== Problem statement ==
Make a numbered list of the records from the line with "Target: bell tower." to the line with "[[[61,205],[62,182],[48,182],[46,192],[46,208],[59,208]]]", both ends included. Leave out blank lines and anything outside that stretch.

^^^^^^^^

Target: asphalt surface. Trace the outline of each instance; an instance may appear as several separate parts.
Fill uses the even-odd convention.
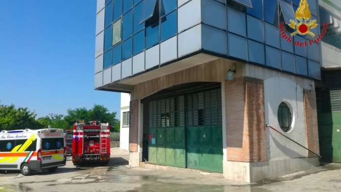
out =
[[[112,148],[108,166],[67,165],[54,173],[24,176],[19,171],[0,172],[0,192],[340,192],[341,164],[329,164],[277,178],[248,184],[222,174],[131,167],[129,153]]]

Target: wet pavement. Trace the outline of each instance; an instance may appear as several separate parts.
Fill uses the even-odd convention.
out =
[[[19,172],[0,172],[0,192],[339,192],[341,164],[330,164],[248,184],[225,179],[220,173],[132,168],[129,154],[112,148],[109,166],[76,167],[71,157],[55,173],[23,176]]]

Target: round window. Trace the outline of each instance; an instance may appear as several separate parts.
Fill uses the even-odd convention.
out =
[[[278,107],[277,118],[282,130],[284,132],[287,132],[291,125],[292,119],[290,109],[284,102],[282,102]]]

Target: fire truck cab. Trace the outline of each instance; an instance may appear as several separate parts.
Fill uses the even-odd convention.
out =
[[[108,164],[110,158],[110,126],[92,121],[86,125],[84,120],[74,124],[72,162],[74,165],[87,162]]]

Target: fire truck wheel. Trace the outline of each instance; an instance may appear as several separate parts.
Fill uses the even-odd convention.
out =
[[[21,167],[20,168],[20,171],[24,176],[28,176],[32,173],[31,166],[28,163],[24,163],[21,165]]]
[[[57,170],[57,168],[58,168],[58,167],[54,167],[53,168],[50,168],[50,169],[49,169],[49,171],[51,172],[55,172],[56,170]]]

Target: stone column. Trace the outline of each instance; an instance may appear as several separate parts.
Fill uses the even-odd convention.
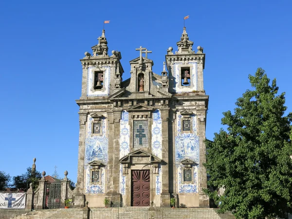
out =
[[[37,203],[36,204],[36,209],[42,209],[45,206],[46,201],[46,189],[47,187],[47,181],[45,180],[46,172],[42,171],[41,173],[42,178],[38,182],[38,195],[37,196]]]
[[[76,195],[74,199],[74,206],[76,207],[84,207],[84,151],[85,149],[85,133],[87,113],[78,112],[79,114],[79,141],[78,152],[78,167],[77,171],[77,183]]]
[[[120,120],[121,110],[108,114],[109,116],[109,147],[108,161],[108,191],[107,197],[111,203],[121,202],[120,182]]]
[[[209,207],[209,197],[202,191],[207,188],[207,171],[203,164],[206,163],[206,110],[197,110],[198,133],[200,142],[200,179],[199,207]]]
[[[169,194],[169,160],[168,160],[168,117],[169,108],[161,109],[162,120],[162,160],[161,173],[162,175],[162,192],[160,194],[160,206],[170,206]]]
[[[64,175],[65,175],[65,177],[61,181],[62,185],[61,187],[60,207],[62,208],[64,208],[65,207],[65,200],[68,198],[68,186],[69,186],[69,181],[67,177],[68,172],[66,170],[64,172]]]
[[[25,210],[32,210],[34,209],[34,190],[33,189],[33,183],[29,184],[29,188],[26,192],[26,205]]]

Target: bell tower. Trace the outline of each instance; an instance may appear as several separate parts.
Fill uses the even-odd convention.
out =
[[[148,54],[152,51],[140,46],[136,49],[140,51],[140,56],[130,61],[131,65],[131,81],[129,89],[132,92],[145,92],[147,95],[150,92],[152,81],[152,66],[153,62],[147,57]],[[145,57],[142,56],[145,54]]]
[[[203,70],[205,54],[203,48],[197,47],[197,53],[193,51],[194,42],[189,40],[185,27],[177,42],[178,51],[174,54],[172,47],[167,50],[165,55],[169,75],[169,91],[171,93],[197,92],[204,91]],[[171,78],[171,79],[170,79]]]
[[[109,96],[121,89],[124,73],[121,53],[113,50],[111,55],[108,55],[104,30],[97,39],[98,44],[91,47],[92,55],[86,52],[80,60],[83,72],[81,98]]]

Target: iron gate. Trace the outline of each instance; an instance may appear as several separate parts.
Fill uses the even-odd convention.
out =
[[[61,205],[62,182],[48,182],[46,192],[46,208],[59,208]]]

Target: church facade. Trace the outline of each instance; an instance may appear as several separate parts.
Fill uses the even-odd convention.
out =
[[[185,28],[161,73],[140,47],[123,80],[121,53],[108,53],[104,30],[82,65],[75,206],[207,207],[205,54]],[[133,49],[135,48],[133,48]]]

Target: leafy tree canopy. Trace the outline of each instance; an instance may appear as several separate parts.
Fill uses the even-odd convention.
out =
[[[283,218],[292,212],[292,115],[284,115],[285,93],[277,94],[275,79],[270,85],[260,68],[249,78],[254,89],[237,100],[234,114],[223,113],[227,131],[205,141],[208,184],[225,192],[205,192],[220,212],[237,219]]]
[[[18,191],[26,192],[27,188],[29,188],[30,183],[32,183],[33,189],[36,189],[38,186],[38,181],[41,178],[41,174],[36,170],[35,175],[32,170],[32,167],[27,167],[25,173],[13,177],[12,185]]]
[[[8,186],[10,176],[4,171],[0,171],[0,191],[5,191]]]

^^^^^^^^

== Task response ==
1. Target: bell tower. Trace the outline of each instance; an instance may appear as several separate parts.
2. Fill uses the even-odd convention.
3. out =
4. [[[148,54],[152,51],[140,46],[136,49],[140,51],[140,56],[130,61],[131,65],[131,81],[129,89],[132,92],[145,92],[147,95],[150,92],[152,81],[152,66],[153,62],[147,57]],[[145,57],[142,56],[145,54]]]
5. [[[203,70],[205,54],[203,48],[197,47],[197,53],[193,51],[194,42],[189,40],[185,27],[177,42],[178,51],[174,54],[172,47],[167,50],[165,55],[169,75],[169,91],[171,93],[197,92],[204,91]],[[171,78],[171,79],[170,79]]]
6. [[[109,96],[121,89],[124,73],[121,53],[113,50],[111,55],[108,55],[104,30],[97,39],[98,44],[91,47],[92,55],[86,52],[80,60],[83,72],[81,98]]]
7. Target: iron gate. Trace the outline of each instance; an instance may appear as several separate parts.
8. Fill uses the even-odd convention.
9. out =
10. [[[61,205],[62,182],[48,182],[46,192],[46,208],[59,208]]]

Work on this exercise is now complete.